[PAGE EXCERPT]
┄┄┄┄┄┄

Giving out vape starter kit vouchers on the NHS could help even hardened smokers quit, according to a new study from the University of East Anglia.
Researchers worked with GPs and the NHS stop smoking service, which is commissioned locally by Public Health at Norfolk County Council, to set up a pilot vape shop voucher scheme to help patients who had tried and failed to quit smoking in the past.
An evaluation of the scheme, funded by Norfolk County Council, showed it was a big success – with 42% of the entrenched smokers who were referred to it and redeemed their vape voucher having quit within a month.
Due to the success of the pilot, the scheme has been rolled out across Norfolk and the research team hope it could be rolled out nationally to help more smokers quit.
Lead researcher and addiction expert Prof Caitlin Notley, from UEA’s Norwich Medical School, said: “Research shows that vaping is an effective way of quitting smoking, compared to nicotine replacement therapies like patches and gum. E-cigarettes or vapes are now the most popular way of stopping smoking.
“Our research has previously shown that they may be particularly helpful in helping people to not only quit, but to stay quit for good.
“We wanted to see whether GPs giving out vape shop vouchers, alongside support from the stop smoking service, can help smokers quit. We particularly wanted to target vulnerable and disadvantaged smokers who had failed to quit smoking by other means,” she added.

┄┄┄┄┄┄

[ENTRIES SHOWN]
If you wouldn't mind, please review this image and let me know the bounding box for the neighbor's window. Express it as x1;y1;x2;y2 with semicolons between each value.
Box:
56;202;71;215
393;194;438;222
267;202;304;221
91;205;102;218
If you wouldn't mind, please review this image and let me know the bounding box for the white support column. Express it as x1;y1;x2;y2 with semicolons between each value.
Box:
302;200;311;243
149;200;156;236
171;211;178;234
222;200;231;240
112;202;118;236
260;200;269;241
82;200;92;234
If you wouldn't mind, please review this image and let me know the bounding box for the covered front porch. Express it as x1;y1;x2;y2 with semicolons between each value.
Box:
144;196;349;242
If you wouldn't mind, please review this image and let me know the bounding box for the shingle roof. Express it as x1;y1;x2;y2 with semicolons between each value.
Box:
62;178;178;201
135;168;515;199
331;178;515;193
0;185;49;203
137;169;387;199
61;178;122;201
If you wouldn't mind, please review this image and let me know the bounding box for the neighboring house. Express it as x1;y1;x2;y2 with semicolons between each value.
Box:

┄┄┄┄┄┄

Please list every organization named in the vape voucher article, counting a school, service or department inside a larger body as its own item. None of the rows matter here.

- University of East Anglia (UEA)
- NHS
- NHS stop smoking service
- Norfolk County Council
- Public Health at Norfolk County Council
- Norwich Medical School